During the recent Work Week in London we had the utmost pleasure of hanging out with some of you (we’re still a bit sad about not everyone making it… and that we couldn’t organize a meetup for everyone contributing to everything around Mozilla).
Among the numerous sessions, working groups, presentations, and demos we also had a SUMO Show & Tell – a story-telling session where everyone could showcase one cool thing they think everyone should know about.
I have asked those who presented to help me share their awesome stories with everyone else – and here you go, with the first one presented by Philipp, one of our long-time Firefox champions.
Take a look below and learn how we’re dealing with certificate errors and what the future holds in store:
One of the most common and prolonged user problems we face at SUMO and all other support channels is users being unable to visit secure HTTPS websites because they see something like this instead:
From Firefox telemetry data we know that at least 115 million users a month end up seeing such an error page – probably even more, because Firefox telemetry is depending on a working HTTPS connection as well, of course (we do care about our users’ privacy!).
Since the release of Firefox 44 there is a “Learn more…” link on those error pages, pointing to our What does “Your connection is not secure” mean? article, which quickly became the most visited troubleshooting article on SUMO after that (1.3 million monthly visitors). We try to lead users through a list of common fixes and troubleshooting steps in the article, but because there is a whole array of underlying issues that might cause such errors (for example – misconfigured web servers or networks, a skewed clock on a device, intercepted connections) and the error message we show is not very detailed, it’s not always easy for users to navigate around those problems.
The most common cause triggering these error pages according to our experience at SUMO is a “man-in-the-middle attack”. When that happens, Firefox does not get to see the trusted certificate of the website you’re supposed to be connected to, because something is intercepting the connection and is replacing the genuine certificate. Sometimes, it can be caused by malware present within the operating system, but the software causing this doesn’t always have to be malicious by nature – security software from well-known vendors like Kaspersky, Avast, BitDefender and others will trigger the error page, as it’s trying to get into the middle of encrypted connections to perform scanning or other tasks. In this case, affected users will see the error code SEC_ERROR_UNKNOWN_ISSUER when they click on the “Advanced”-button on the error page:
In order to avoid that, those software products will place their certificate (that they use to intercept secure connections) into your browser’s trusted certificate store. However, since Firefox is implementing its own store of trusted certificates and isn’t relying on the operating system for this, things are bound to go wrong more easily for us: maybe the external software is failing to properly place its certificates in the Firefox trust store or it only does so once during its original setup but a user installs and starts to use Firefox later on, or a user might just refresh his Firefox profile and all custom certificates get lost in the process, or… You get the picture – so many ways things could go wrong!

Supplied material:
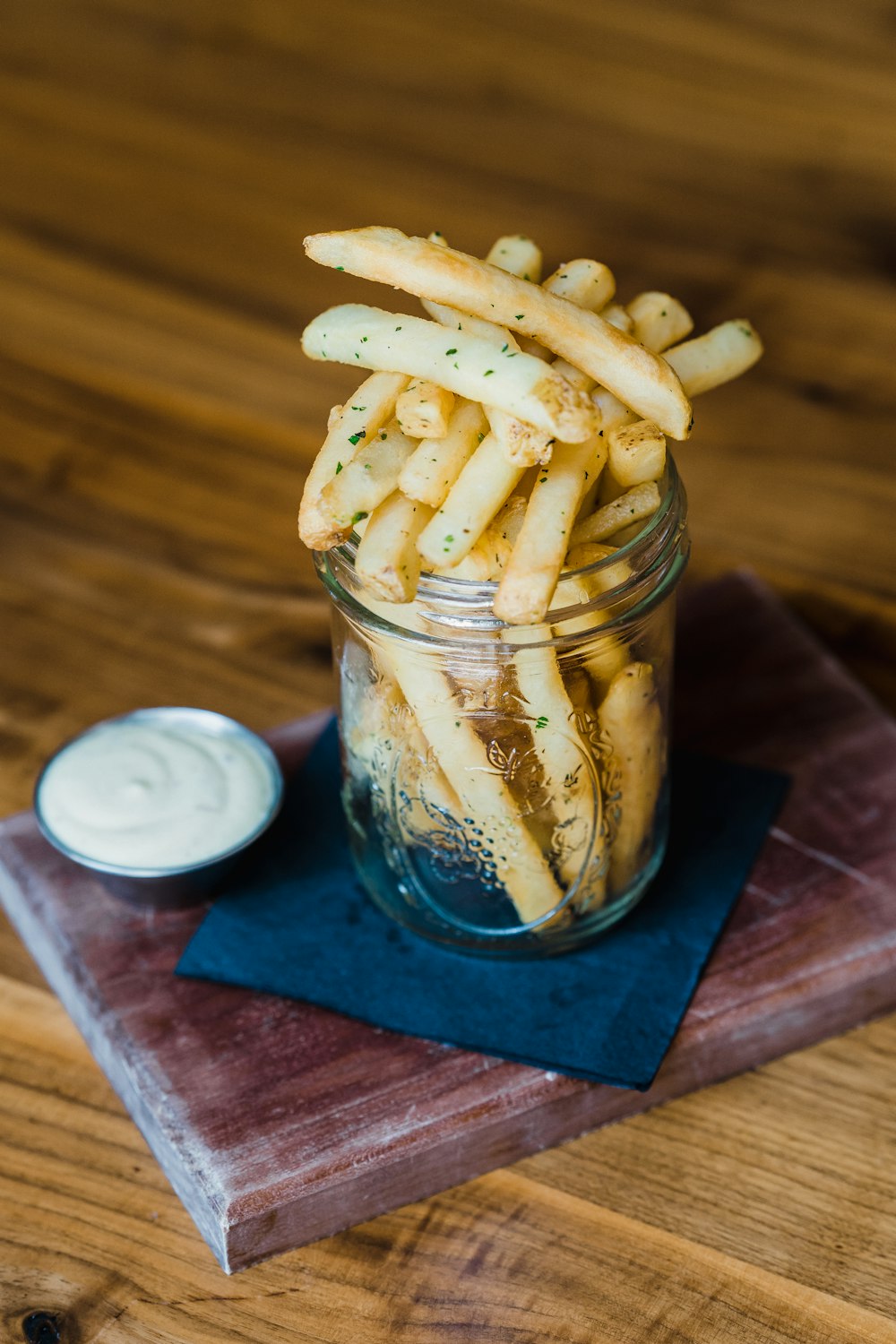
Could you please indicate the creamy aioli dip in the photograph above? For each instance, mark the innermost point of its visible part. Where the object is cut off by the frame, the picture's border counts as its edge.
(158, 792)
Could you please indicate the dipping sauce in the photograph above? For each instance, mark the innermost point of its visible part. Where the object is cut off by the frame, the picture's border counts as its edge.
(159, 789)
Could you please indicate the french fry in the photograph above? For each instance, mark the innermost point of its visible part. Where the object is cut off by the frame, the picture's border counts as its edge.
(573, 375)
(618, 317)
(519, 255)
(635, 453)
(632, 720)
(482, 792)
(478, 492)
(605, 655)
(362, 417)
(632, 507)
(530, 577)
(376, 719)
(424, 409)
(659, 320)
(367, 480)
(522, 444)
(640, 378)
(489, 556)
(587, 284)
(715, 358)
(387, 558)
(606, 578)
(465, 365)
(560, 750)
(610, 410)
(433, 470)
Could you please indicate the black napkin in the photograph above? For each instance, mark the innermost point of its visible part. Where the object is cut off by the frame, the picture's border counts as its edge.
(297, 924)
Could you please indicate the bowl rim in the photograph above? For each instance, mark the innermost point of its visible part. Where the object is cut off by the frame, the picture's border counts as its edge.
(220, 725)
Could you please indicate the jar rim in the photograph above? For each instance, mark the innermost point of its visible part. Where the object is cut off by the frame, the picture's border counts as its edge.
(661, 542)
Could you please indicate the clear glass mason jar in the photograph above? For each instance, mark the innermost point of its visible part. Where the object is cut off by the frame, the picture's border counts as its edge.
(506, 787)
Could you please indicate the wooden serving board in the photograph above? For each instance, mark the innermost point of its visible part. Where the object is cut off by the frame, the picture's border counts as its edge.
(279, 1123)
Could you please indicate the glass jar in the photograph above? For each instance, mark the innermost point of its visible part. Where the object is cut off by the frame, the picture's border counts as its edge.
(506, 787)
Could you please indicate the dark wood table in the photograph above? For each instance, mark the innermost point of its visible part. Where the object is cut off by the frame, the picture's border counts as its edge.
(161, 161)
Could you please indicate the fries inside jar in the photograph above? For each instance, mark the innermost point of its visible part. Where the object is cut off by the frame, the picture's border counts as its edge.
(501, 529)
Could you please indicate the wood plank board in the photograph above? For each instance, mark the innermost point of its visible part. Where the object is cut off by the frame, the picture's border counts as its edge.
(280, 1123)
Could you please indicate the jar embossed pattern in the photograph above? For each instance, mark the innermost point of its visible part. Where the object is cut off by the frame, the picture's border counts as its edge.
(506, 787)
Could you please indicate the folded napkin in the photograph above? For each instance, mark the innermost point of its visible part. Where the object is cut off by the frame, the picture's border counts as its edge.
(296, 922)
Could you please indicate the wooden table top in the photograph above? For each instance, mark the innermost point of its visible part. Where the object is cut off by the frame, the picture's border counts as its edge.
(161, 163)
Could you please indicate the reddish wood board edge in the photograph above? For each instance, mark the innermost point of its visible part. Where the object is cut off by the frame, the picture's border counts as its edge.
(280, 1123)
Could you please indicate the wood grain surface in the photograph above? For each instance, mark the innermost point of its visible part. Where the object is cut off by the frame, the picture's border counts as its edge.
(161, 161)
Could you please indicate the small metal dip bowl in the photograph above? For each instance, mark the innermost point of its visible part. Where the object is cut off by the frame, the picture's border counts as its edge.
(171, 887)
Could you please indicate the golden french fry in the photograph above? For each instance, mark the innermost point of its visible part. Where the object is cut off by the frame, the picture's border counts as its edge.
(603, 655)
(465, 365)
(367, 480)
(489, 556)
(573, 375)
(608, 575)
(635, 453)
(659, 320)
(362, 417)
(716, 357)
(530, 575)
(478, 492)
(387, 558)
(519, 255)
(562, 753)
(632, 507)
(522, 444)
(433, 470)
(482, 792)
(618, 317)
(424, 409)
(376, 719)
(610, 410)
(632, 720)
(638, 376)
(587, 284)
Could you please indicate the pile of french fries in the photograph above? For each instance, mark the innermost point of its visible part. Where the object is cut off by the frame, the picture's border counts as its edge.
(513, 435)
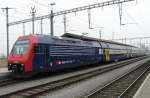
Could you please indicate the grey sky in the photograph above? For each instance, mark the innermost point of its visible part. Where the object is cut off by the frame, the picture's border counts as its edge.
(107, 17)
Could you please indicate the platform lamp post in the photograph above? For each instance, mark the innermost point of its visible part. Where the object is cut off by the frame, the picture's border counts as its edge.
(51, 20)
(84, 33)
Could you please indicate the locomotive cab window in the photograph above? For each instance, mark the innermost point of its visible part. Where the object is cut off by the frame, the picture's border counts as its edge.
(38, 49)
(20, 47)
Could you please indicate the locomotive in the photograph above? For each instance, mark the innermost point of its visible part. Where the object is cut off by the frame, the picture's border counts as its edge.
(43, 53)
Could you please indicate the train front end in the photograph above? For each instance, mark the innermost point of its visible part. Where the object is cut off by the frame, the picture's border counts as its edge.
(21, 56)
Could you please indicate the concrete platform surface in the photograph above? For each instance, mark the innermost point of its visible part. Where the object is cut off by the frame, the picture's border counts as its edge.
(144, 90)
(3, 70)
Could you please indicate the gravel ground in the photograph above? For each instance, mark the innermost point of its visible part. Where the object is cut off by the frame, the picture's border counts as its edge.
(70, 91)
(3, 63)
(81, 89)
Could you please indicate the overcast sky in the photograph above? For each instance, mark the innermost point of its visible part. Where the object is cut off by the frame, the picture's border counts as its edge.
(135, 13)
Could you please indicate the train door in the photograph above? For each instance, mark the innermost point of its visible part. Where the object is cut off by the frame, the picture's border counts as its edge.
(38, 61)
(46, 56)
(107, 55)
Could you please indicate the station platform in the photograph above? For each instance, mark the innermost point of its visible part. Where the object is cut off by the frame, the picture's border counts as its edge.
(4, 70)
(144, 90)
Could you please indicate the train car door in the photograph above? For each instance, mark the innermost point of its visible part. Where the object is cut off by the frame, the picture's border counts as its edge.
(107, 55)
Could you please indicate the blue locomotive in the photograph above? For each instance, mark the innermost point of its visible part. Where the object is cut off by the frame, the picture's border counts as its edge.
(43, 53)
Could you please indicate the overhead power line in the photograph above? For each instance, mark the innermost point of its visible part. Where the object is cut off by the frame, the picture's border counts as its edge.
(107, 3)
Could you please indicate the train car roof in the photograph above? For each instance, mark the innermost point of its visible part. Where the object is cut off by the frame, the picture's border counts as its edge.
(85, 38)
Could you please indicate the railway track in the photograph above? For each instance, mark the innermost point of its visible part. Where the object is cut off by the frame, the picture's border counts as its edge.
(6, 82)
(124, 86)
(40, 89)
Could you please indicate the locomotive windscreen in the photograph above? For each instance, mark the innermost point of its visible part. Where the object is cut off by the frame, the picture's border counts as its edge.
(20, 47)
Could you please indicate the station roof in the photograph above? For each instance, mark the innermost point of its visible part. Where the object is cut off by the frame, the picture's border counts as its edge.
(85, 38)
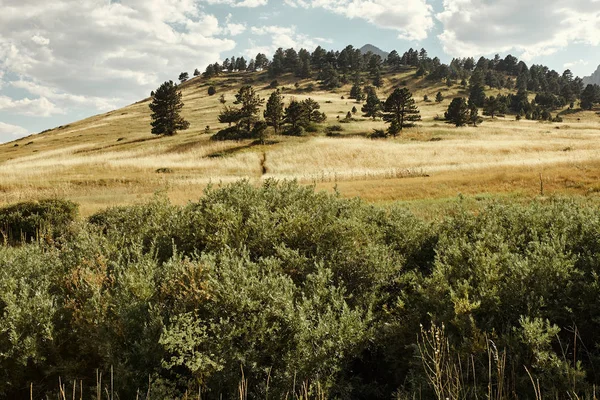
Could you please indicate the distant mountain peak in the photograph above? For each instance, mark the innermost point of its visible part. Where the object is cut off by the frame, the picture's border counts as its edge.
(375, 50)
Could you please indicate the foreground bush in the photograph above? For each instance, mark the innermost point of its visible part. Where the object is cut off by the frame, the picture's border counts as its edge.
(27, 221)
(303, 289)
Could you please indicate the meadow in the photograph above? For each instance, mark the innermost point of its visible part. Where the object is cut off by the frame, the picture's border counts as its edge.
(112, 159)
(448, 263)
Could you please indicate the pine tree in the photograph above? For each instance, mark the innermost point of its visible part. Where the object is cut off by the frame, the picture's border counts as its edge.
(166, 105)
(250, 103)
(491, 106)
(590, 96)
(312, 108)
(378, 81)
(400, 107)
(372, 107)
(356, 92)
(458, 112)
(474, 115)
(295, 114)
(274, 111)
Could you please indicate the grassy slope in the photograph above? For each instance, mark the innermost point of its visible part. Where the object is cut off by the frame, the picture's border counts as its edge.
(112, 158)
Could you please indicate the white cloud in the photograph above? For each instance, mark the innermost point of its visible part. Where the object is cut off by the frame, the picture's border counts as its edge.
(42, 41)
(12, 130)
(282, 36)
(103, 54)
(575, 63)
(233, 28)
(412, 19)
(40, 107)
(527, 26)
(242, 3)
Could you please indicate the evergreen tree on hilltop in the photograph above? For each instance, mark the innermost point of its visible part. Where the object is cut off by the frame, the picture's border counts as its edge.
(312, 108)
(166, 105)
(476, 91)
(372, 107)
(296, 115)
(474, 115)
(250, 103)
(400, 110)
(274, 111)
(458, 112)
(356, 93)
(590, 96)
(377, 80)
(439, 97)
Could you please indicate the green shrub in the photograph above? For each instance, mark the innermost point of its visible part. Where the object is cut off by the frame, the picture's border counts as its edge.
(294, 131)
(27, 221)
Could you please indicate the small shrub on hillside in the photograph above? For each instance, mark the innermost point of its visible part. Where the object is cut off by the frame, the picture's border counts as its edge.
(378, 134)
(231, 133)
(294, 131)
(333, 130)
(24, 222)
(311, 128)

What to work on:
1 – In the post about Firefox certificate errors, how would you translate this sentence into Spanish: "The most common cause triggering these error pages according to our experience at SUMO is a “man-in-the-middle attack”."
2 – Could you rewrite the records from their beginning up to and including the line with "(279, 1123)", swapping "photograph" for "image" and changing nothing else? Leave the picture out and give only those lines.

Per-task answers:
1 – La causa más común que provoca estas páginas de error, según nuestra experiencia en SUMO, es un «ataque de intermediario».

2 –
Could you please indicate the creamy aioli dip in the image above? For each instance, mark the innermost point of its visible part. Where the object is cut off by the frame, the picture's border counts as its edge.
(158, 792)
Could you please indicate the dipping sauce in the image above? For each instance, mark the innermost point of its visible part. Where the object is cut off by the frame, the picture's border counts as its edge.
(159, 789)
Could you please indicate the french fry in the image above? For each instance, mark the innermost point of its visible part. Where the object is cut off by the frame, the picture's border counts as its edge.
(573, 375)
(618, 317)
(519, 255)
(635, 453)
(632, 720)
(482, 792)
(478, 492)
(605, 655)
(362, 417)
(632, 507)
(530, 577)
(376, 719)
(424, 409)
(659, 320)
(367, 480)
(522, 444)
(640, 378)
(489, 556)
(587, 284)
(715, 358)
(387, 558)
(606, 578)
(465, 365)
(560, 750)
(610, 410)
(433, 470)
Could you please indicate the black napkin in the image above? For each instance, mark the innermost point of its visible part. Where the object is cut off by the frame, the picture's border counts as its edge.
(297, 924)
Could you please indicate the bowl rim in the image above? For each instance, mark the innermost point of its visible part. Where the object is cut off by the frame, the picture's border counts as its edge.
(220, 725)
Could you please indicate the jar rim in the image above? For each instance, mark the innermost point of its visible part. Where the object is cut off by the frame, the picture's border counts as its edge.
(661, 542)
Could you please indicate the clear glass mason jar in the image above? For each instance, mark the innermost point of its visible part. Where the object is cut off by the frame, the picture's border counts as its edge.
(506, 787)
Could you please indicate the wooden serving board in the image above? For each instance, mark the innermost point of its visible part. Where the object is cut off by the frame, the picture's border counts as its edge.
(279, 1123)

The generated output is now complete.